INFORMATION GIVEN: Begin
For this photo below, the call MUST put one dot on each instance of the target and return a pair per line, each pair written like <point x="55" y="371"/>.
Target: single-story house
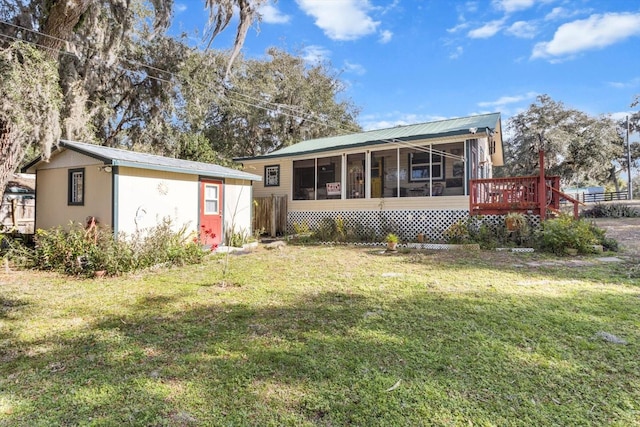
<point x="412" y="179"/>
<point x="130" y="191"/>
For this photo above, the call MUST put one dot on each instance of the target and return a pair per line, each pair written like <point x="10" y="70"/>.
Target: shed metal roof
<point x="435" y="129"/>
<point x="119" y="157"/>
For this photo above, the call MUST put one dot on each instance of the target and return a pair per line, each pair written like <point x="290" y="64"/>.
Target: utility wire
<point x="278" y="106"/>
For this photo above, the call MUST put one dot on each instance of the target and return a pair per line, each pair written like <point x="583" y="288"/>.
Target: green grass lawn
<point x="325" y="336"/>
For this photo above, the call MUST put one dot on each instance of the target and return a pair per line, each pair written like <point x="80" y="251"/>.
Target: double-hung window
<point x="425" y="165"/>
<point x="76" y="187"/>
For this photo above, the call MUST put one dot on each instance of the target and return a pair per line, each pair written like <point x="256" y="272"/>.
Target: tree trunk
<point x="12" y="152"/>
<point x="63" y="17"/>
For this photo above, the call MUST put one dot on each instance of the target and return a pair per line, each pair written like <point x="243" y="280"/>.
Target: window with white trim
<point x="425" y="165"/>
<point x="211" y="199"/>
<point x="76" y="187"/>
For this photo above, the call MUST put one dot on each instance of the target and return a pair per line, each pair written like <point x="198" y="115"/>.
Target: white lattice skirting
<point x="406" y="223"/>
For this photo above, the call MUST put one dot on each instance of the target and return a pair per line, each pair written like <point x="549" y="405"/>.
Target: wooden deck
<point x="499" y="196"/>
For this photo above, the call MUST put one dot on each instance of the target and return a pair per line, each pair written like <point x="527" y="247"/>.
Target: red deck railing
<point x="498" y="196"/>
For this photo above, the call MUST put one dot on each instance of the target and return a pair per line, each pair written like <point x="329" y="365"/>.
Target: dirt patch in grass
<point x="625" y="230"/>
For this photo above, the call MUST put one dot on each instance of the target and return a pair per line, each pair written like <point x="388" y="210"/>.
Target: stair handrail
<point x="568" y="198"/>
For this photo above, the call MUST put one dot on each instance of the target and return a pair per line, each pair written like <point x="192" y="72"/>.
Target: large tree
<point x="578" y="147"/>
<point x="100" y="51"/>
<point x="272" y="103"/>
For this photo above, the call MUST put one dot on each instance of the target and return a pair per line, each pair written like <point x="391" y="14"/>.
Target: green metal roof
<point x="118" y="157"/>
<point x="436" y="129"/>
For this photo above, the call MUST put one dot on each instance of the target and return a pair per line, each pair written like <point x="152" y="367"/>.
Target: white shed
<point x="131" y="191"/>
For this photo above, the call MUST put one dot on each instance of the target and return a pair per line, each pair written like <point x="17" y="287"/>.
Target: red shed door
INFORMATION GIVEN: End
INFORMATION GIVEN: Begin
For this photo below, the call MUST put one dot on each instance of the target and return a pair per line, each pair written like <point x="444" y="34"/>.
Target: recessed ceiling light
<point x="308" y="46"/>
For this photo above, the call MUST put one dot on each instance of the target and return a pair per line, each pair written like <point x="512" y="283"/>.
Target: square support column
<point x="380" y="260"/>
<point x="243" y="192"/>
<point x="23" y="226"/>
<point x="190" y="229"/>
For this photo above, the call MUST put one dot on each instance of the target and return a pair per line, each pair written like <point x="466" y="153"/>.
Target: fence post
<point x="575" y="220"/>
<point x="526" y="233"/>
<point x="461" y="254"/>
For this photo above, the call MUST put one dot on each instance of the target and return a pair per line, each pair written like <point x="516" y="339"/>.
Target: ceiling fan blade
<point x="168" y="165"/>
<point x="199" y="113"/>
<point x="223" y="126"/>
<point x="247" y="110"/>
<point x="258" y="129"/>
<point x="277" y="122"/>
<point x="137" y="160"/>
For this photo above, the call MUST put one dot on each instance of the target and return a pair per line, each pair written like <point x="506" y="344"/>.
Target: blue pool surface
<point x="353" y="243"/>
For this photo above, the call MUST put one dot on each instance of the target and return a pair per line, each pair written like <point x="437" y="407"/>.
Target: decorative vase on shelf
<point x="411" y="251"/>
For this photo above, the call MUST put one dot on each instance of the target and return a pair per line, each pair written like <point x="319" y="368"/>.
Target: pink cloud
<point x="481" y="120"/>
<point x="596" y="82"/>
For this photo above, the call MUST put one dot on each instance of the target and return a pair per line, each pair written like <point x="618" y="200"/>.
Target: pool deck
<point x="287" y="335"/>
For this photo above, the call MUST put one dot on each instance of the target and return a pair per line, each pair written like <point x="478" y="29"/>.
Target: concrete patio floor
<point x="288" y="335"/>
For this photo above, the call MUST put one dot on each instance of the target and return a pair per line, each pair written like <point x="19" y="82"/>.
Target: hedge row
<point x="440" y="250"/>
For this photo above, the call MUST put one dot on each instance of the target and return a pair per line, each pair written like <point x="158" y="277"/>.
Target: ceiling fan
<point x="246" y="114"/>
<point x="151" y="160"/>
INFORMATION GIVEN: End
INFORMATION GIVEN: Begin
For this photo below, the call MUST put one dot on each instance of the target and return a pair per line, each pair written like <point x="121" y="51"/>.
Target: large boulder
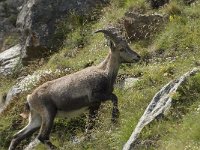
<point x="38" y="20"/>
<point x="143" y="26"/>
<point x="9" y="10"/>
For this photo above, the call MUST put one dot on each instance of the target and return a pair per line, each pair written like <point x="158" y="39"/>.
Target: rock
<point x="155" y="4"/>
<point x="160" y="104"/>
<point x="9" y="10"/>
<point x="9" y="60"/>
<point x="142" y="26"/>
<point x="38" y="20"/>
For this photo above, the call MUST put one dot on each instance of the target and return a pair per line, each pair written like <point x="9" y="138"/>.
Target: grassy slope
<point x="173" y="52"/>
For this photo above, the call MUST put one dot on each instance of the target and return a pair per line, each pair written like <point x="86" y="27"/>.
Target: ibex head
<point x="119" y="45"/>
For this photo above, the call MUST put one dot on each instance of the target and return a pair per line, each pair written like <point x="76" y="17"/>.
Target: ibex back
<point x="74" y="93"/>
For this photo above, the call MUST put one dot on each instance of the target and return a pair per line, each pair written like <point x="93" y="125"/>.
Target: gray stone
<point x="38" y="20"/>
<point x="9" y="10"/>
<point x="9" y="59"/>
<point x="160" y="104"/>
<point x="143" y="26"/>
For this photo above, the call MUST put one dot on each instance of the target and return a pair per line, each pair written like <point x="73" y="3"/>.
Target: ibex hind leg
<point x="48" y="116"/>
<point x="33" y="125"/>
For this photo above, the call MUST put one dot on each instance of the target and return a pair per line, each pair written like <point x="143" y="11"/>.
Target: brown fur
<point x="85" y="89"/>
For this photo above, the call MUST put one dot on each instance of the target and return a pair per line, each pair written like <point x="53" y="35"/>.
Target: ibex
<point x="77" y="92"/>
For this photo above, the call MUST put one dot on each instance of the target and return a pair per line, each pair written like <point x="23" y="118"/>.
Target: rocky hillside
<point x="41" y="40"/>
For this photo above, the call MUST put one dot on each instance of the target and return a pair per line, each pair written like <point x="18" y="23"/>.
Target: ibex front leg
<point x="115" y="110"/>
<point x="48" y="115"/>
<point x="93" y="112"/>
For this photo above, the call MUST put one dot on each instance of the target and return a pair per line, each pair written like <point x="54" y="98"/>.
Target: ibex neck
INFORMATION GIVEN: End
TASK -> How many of the lines in this material contain the word "below"? State the number and nothing else.

SOLVED EXERCISE -> 3